Provided passage ::
______________________________
What about those graphs? We've seen a couple of versions of them already. One version was algebraic, involving vertices and edges. Another version was dynamic, involving optimization on energy surfaces where the location of the minima are related to dynamic attractors.

In its most basic form a graph is a set, and a collection of relationships on that set. This structure can be used for many things, including the elaboration of motor behavior during navigation, and the cognition related to the solution of working memory tasks. Graphs can be either directed or undirected.

This figure shows the adjacency matrix, which is fundamental to graph structure.

To translate a graph into a neural network, one can load the adjacency matrix into the synapses. In a Hopfield network, this will guide the dynamic to the individual attractor nodes. The network can be programmed to produce either the whole graph or the set of (possibly directional) connected nodes. The adjacency matrix will generally change over time to reflect evolving relationships, that's part of the learning that occurs with dynamic spatiotemporal graphs. In modern machine architectures the spatiotemporal block adjacency matrix is combined with transformer architectures that predict missing temporal links. This method has realized accurate albeit highly non-biological networks. The key steps in this method are first, the generation of regional adjacency graphs and their combination into a block adjacency matrix, then projection into a higher dimensional space followed by application of the transformer, next a smoothing pass that encourages symmetry and sparsity, and finally the mapping into the GNN that enables classification and prediction. In the machine learning world there are all kinds of non-biological architectures, as shown in the figure below. These types of relationships are more naturally represented in terms of information geometry, as dicussed on these pages.

In a machine learning context, the things we watch out for include zero Laplacian eigenvalues, and low Fiedler values. The Fiedler value is the second smallest eigenvalue of the Laplacian matrix of a graph. The Laplacian of a graph is also called its admittance matrix or its Kirchhoff matrix. It is defined as follows:
L(G) = Δ(G) - A(G)
______________________________
Excerpted data ::

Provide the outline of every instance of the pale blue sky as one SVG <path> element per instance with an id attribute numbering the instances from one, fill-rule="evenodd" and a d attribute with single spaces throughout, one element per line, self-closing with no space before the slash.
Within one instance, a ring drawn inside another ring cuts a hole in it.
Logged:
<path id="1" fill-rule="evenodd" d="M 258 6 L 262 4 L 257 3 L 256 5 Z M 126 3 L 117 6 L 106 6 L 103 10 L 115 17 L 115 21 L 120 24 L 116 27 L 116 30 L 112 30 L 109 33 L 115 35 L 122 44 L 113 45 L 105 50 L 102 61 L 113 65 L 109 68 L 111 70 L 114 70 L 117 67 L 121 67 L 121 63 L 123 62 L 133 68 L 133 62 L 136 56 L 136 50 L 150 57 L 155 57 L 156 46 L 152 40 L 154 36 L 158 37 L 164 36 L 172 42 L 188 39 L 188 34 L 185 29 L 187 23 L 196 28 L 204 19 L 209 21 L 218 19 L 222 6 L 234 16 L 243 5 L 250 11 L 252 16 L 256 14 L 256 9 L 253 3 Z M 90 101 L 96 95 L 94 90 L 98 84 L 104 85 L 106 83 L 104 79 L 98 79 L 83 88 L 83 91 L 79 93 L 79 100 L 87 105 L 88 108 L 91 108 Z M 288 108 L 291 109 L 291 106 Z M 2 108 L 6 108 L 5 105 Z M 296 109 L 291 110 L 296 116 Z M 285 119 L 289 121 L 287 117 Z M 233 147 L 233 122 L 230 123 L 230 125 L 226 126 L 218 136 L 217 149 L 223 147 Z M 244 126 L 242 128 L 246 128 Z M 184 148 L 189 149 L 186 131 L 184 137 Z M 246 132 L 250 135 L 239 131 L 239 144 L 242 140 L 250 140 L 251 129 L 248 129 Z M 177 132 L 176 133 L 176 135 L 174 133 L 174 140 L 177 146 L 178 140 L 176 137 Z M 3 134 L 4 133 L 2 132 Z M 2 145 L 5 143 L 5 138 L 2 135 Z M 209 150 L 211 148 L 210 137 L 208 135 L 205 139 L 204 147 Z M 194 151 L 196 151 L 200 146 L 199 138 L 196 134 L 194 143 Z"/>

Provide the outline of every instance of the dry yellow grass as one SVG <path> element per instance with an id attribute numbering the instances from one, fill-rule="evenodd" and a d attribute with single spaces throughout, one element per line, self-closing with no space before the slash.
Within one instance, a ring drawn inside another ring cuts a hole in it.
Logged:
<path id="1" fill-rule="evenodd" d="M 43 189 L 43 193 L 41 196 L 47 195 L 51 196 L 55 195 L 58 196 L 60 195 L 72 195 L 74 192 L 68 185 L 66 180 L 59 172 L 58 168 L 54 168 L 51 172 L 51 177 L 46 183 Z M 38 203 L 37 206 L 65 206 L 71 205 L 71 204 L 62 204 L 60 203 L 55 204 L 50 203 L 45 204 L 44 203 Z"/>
______________________________
Task requirements :: Pick up the text on graphs and adjacency matrices after its Laplacian formula and continue writing it.

Task result ::
where A(G) is the adjacency matrix and Δ(G) is the diagonal matrix whose (i,i) entry holds the degree of the i-th vertex of G. The graph Laplacian is a positive semi-definite matrix. The dimension of its nullspace is the number of connected components of G. Graphs can easily be represented in Hopfield networks (Rao et al 2026). In large graphs we're interested in the spectrum of the Laplacian, which can be extracted in a size-invariant and scale-adaptive manner to support comparisons (Tsitsulin et al 2018).
Why use graphs? Isn't object recognition enough? Well... graphs represent much more than just simple object relationships. For example, a graph can be used to represent physical relationships. A cup can be balanced precariously on the edge of a table, or a running dog can temporarily disappear behind a tree. Graphs represent physical scene understanding. Scene graphs are an important area of current research in machine learning. Scene graphs represent complex relationships hierarchically and topologically, enabling structured reasoning in addition to simple object detection and mapping. Hierarchical knowledge graphs are important for the understanding of "stories", which are like unfolding visual scenes (Chen 2025). The figure shows the translation of a visual scene into a knowledge graph. Look familiar?

This figure shows the same thing for sequence relationships.

The primitives labeling the edges of the graph include things that can be phase encoded, like the relationship "precedes", and the relationship "next". Other relationships may not be directly derivable from the visual scene, and instead must be pulled from memory as "context" (this might include the primitive labeled "belongs_to" in the graph). The figure below shows a simple machine learning model of graph building from a visual scene. First the relationships are represented, which in the visual system depends on the extraction of retinotopic features, the perceptual grouping of visual elements into objects, and the binding of features to objects.

Next the graph is built. You can see on the bottom left of the figure, a geometry that resembles the hippocampus and entorhinal cortex, with a structure that can be interpreted as a collection of grid cells and place cells.

In some cases a graph architecture can be built directly into the neural network. This is the approach taken by Burns and Fukai 2023, who wired Hopfield networks into simplicial structures. This approach changes the network dynamics, as does making the connections recurrent or asymmetrical (Xue et al 2025). In many cases the distance between two nodes in a graph can be entirely separated from the values and properties of the edge (Zhu et al 2021).
The need for graphs in neural networks includes the attention function, which can be considered a regulatory mechanism related to working memory. In the machine learning world, a "graph attention network" assigns learned task-dependent weights to neighborhood nodes during feature aggregation. Unlike graph convolutional networks, graph attention networks do not require a fixed graph structure, and thus perform well in tasks like node classification and graph representation. Graph attention networks have an inductive ability, they can predict representations for previously unseen nodes or entire graphs. Such networks have been used for example, for visual imitation learning (Sieb et al 2019). In a graph neural network, object relationships generalize to things like language binding (T Le et al 2021).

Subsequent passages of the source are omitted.